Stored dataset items
○ ○ ○ ○ ○
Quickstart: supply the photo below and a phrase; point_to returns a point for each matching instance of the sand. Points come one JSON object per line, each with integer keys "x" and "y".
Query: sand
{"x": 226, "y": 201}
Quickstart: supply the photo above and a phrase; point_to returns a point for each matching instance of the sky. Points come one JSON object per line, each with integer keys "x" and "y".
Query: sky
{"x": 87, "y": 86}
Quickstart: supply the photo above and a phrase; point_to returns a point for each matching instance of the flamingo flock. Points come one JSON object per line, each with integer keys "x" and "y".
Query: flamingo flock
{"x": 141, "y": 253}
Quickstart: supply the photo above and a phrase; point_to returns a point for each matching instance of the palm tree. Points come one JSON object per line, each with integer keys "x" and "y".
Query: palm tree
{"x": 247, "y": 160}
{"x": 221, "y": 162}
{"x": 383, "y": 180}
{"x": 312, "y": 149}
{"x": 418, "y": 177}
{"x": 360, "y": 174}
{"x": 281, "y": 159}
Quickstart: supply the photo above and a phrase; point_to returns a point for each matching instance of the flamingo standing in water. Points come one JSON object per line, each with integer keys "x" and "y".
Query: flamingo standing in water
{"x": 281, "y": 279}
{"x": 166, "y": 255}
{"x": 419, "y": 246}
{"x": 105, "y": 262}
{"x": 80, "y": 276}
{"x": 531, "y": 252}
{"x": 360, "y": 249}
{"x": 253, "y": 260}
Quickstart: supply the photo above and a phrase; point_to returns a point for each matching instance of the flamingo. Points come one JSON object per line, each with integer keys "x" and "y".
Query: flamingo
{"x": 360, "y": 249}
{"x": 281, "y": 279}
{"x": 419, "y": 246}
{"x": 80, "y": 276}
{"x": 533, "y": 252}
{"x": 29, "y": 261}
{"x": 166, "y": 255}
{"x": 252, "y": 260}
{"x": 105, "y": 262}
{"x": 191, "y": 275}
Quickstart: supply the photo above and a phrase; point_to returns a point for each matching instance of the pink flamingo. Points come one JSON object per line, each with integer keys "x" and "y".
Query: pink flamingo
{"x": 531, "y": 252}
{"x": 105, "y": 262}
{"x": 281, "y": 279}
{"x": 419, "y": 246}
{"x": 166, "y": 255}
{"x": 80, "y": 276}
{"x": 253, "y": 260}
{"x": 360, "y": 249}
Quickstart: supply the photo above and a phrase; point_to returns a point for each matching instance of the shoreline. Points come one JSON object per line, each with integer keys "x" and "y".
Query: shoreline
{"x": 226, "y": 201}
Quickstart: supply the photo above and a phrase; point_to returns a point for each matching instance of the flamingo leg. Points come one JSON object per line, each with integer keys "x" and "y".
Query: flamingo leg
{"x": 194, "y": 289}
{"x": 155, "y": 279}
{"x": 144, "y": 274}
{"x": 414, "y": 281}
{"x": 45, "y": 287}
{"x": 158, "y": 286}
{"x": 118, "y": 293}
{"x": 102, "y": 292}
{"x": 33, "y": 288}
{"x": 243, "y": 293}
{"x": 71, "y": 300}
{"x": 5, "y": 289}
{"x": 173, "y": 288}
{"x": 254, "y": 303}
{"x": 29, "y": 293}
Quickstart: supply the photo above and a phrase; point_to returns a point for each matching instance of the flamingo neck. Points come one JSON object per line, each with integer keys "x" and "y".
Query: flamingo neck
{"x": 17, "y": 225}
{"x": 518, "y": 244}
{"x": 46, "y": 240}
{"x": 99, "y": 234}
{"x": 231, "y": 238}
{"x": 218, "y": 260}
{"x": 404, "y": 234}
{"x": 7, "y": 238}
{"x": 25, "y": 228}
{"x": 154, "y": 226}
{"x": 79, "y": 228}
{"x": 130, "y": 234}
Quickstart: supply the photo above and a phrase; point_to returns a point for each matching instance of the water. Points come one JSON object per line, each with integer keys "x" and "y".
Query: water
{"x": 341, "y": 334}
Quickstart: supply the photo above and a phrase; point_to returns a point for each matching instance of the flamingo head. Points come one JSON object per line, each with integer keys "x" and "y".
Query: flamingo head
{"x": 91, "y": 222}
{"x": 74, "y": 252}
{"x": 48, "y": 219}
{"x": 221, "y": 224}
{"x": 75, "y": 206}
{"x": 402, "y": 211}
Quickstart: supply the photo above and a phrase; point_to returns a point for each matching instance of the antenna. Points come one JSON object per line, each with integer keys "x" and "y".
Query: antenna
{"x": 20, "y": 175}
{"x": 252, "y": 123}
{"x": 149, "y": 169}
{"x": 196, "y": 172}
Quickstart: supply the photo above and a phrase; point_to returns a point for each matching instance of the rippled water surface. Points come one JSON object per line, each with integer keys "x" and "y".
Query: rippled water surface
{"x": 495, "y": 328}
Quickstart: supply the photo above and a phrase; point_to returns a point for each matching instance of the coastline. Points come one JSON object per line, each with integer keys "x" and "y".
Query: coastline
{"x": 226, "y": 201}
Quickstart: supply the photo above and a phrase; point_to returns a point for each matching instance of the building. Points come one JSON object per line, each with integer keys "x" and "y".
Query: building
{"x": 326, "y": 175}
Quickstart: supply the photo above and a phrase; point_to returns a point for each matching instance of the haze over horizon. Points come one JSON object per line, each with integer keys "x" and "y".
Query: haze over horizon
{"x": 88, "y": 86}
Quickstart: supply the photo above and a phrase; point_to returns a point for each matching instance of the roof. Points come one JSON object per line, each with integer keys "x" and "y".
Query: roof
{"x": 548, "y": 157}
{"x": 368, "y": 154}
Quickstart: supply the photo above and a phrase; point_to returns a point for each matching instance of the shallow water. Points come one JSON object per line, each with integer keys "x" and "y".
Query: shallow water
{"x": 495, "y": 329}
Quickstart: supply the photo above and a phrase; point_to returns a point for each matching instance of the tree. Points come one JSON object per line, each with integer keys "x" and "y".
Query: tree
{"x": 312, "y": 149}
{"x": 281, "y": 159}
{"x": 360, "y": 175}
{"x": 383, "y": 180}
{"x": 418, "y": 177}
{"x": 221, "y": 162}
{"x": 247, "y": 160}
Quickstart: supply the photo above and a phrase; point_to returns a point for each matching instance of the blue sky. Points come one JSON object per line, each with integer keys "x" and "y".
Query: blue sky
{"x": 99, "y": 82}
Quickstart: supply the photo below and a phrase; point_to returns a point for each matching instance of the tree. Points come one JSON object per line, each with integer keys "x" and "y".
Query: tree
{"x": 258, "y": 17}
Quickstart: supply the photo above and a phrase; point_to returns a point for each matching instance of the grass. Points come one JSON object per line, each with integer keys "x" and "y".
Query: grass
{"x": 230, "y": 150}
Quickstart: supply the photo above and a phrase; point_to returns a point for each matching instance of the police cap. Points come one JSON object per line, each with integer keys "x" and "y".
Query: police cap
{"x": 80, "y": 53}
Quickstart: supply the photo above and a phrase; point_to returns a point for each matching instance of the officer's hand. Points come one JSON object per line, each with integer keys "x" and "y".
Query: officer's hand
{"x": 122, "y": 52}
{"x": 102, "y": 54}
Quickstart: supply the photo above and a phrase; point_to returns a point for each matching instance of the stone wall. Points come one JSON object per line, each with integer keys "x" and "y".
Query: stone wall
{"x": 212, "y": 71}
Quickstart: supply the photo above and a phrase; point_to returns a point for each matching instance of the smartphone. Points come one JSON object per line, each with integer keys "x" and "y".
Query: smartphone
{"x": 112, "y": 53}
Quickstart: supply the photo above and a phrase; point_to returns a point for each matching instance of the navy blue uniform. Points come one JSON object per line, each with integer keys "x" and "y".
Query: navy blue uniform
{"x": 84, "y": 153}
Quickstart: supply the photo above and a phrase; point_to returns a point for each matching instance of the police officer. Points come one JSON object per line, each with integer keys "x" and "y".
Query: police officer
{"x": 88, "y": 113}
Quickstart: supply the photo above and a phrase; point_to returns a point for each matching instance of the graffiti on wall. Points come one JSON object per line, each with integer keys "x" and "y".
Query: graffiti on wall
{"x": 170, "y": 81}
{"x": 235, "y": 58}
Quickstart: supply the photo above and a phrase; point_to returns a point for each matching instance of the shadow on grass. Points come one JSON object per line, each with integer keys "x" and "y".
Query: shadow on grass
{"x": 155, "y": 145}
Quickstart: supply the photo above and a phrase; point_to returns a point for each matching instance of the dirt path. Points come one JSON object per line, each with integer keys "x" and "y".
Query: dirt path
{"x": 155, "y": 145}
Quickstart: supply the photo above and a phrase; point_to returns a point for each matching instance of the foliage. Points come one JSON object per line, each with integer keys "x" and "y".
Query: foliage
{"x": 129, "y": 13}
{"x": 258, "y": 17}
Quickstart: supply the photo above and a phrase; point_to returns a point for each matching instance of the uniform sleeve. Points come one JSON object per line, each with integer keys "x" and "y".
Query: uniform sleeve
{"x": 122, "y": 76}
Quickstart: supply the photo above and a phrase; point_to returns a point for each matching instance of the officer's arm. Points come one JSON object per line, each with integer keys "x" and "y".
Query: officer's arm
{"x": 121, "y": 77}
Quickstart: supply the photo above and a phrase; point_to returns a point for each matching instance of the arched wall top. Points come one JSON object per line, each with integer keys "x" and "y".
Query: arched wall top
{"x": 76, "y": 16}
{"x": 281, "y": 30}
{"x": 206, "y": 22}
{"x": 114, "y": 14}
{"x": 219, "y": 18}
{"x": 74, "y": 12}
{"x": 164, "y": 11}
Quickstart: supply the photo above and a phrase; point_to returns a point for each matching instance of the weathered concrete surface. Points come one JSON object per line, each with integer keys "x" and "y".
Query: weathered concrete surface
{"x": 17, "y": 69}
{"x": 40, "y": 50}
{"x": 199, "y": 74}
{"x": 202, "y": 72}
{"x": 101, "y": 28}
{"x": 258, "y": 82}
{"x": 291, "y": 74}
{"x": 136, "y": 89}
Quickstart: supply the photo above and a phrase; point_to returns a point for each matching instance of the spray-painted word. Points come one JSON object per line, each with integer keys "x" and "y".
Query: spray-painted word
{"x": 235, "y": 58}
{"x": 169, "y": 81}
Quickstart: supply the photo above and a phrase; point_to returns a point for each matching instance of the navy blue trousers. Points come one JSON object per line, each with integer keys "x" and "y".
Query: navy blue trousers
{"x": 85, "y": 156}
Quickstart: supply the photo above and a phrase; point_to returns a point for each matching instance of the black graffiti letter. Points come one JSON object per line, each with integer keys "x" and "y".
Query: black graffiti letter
○ ○ ○ ○ ○
■ Task brief: Starting with the line that contains "of the foliage.", output every line through the end of the listing above, unchanged.

■ The solution:
Quickstart: supply the photo above and a phrase; point_to returns a point for each matching instance of the foliage. Points come one JSON object per line, each with integer keys "x" and "y".
Query: foliage
{"x": 129, "y": 13}
{"x": 258, "y": 17}
Quickstart: supply the photo above and a phrase; point_to returns a point for each matching instance of the uniform sleeve. Points come one JSON object per line, each with integer keys "x" and "y".
Query: uniform sleeve
{"x": 122, "y": 76}
Quickstart: supply the photo above and a phrase; point_to returns a point for each matching instance of the officer's arm. Points come one JSON object per line, each with integer keys "x" and "y".
Query: officer's arm
{"x": 121, "y": 77}
Quickstart: supply the photo above and a phrase; point_to returns a point for each matching instance of the arched wall top. Points come one JSON object per line, each with integer keys "x" and "y".
Query: arched wall top
{"x": 76, "y": 16}
{"x": 281, "y": 30}
{"x": 206, "y": 22}
{"x": 114, "y": 14}
{"x": 219, "y": 18}
{"x": 74, "y": 12}
{"x": 164, "y": 11}
Quickstart: supply the photo above and a phrase; point_to returns a point for each matching instance of the weathered concrete surface. Points come one JSON object per line, each with integer keys "x" and "y".
Query: weathered concrete surface
{"x": 17, "y": 69}
{"x": 40, "y": 50}
{"x": 199, "y": 74}
{"x": 202, "y": 72}
{"x": 101, "y": 28}
{"x": 258, "y": 82}
{"x": 291, "y": 74}
{"x": 136, "y": 89}
Quickstart: supply the photo above and a phrase; point_to returns a point for each matching instance of the spray-painted word. Points come one JSON object per line, each with integer keys "x" and "y".
Query: spray-painted word
{"x": 235, "y": 58}
{"x": 169, "y": 81}
Quickstart: supply the photo above and a phrase; point_to returns a point for each matching instance of the navy blue trousers. Points come one JSON object per line, each with integer keys "x" and "y".
Query: navy blue trousers
{"x": 85, "y": 156}
Quickstart: supply the photo above and a phrase; point_to returns a point for each matching instance of the black graffiti letter. Points come one JSON object per line, each with integer keys "x" and "y".
Query: black graffiti letter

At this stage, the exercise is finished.